◆ Records shown:
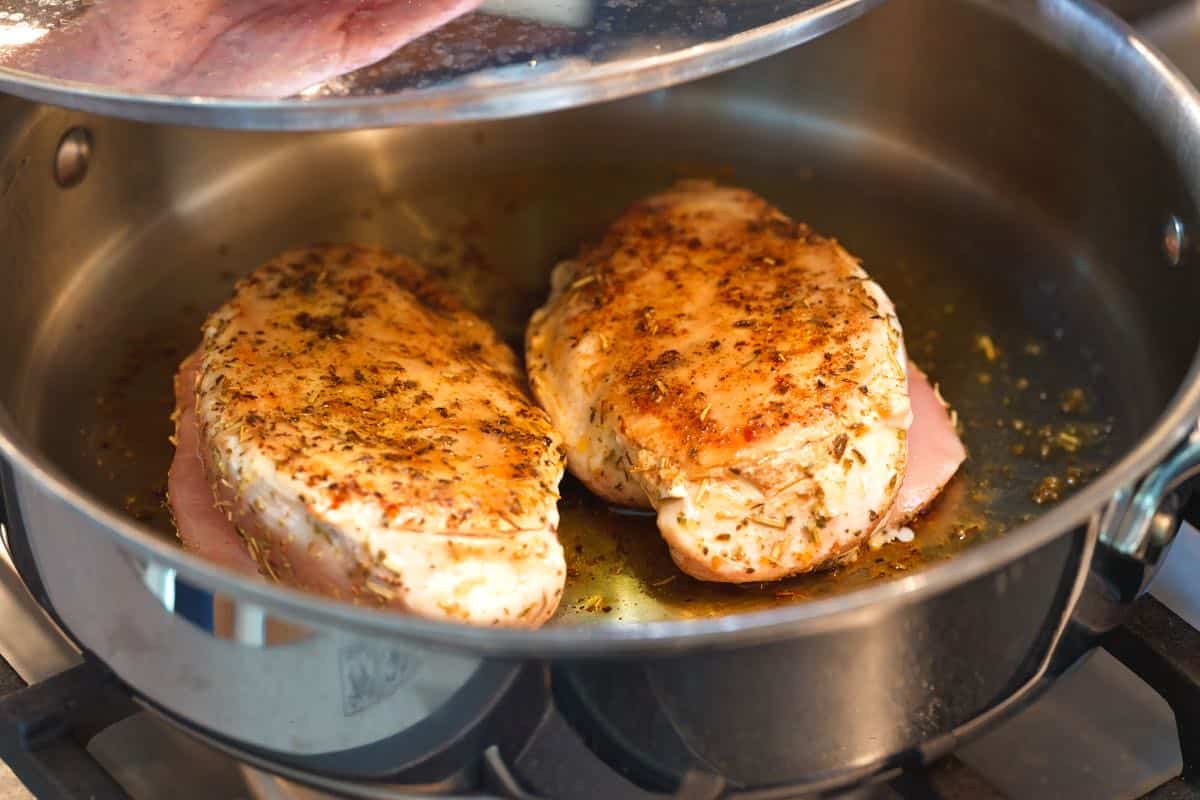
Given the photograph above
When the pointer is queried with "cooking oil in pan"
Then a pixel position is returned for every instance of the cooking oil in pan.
(1032, 404)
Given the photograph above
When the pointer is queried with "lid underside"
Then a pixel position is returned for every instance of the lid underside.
(345, 64)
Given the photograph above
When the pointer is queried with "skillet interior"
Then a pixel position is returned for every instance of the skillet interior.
(965, 247)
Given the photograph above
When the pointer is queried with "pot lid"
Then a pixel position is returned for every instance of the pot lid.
(342, 64)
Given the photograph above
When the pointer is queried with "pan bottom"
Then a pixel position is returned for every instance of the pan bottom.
(978, 282)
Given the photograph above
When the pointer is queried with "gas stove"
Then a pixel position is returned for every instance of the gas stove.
(1121, 726)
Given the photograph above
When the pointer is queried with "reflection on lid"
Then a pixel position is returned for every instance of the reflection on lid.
(316, 48)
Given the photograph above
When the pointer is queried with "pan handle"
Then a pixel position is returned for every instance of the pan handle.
(1141, 523)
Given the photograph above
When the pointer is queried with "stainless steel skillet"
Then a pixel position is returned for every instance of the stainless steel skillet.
(994, 184)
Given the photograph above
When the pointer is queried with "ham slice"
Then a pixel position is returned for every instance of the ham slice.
(935, 453)
(203, 528)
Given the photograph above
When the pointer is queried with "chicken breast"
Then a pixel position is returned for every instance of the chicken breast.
(741, 374)
(369, 438)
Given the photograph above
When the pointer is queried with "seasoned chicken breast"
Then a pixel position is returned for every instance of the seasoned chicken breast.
(369, 438)
(741, 374)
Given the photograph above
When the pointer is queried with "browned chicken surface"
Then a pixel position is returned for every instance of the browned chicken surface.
(370, 439)
(724, 365)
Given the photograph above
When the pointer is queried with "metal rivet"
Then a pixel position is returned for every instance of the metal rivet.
(72, 157)
(1175, 240)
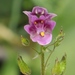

◆ Work to be completed: Locate every line in the entries above that contains the word "steel" and copy each of those lines in full. Treat the match as case-sensitive.

◆ Written solution:
When the pointer is queried with "stainless steel skillet"
Then a pixel position is returned for every instance of the stainless steel skillet.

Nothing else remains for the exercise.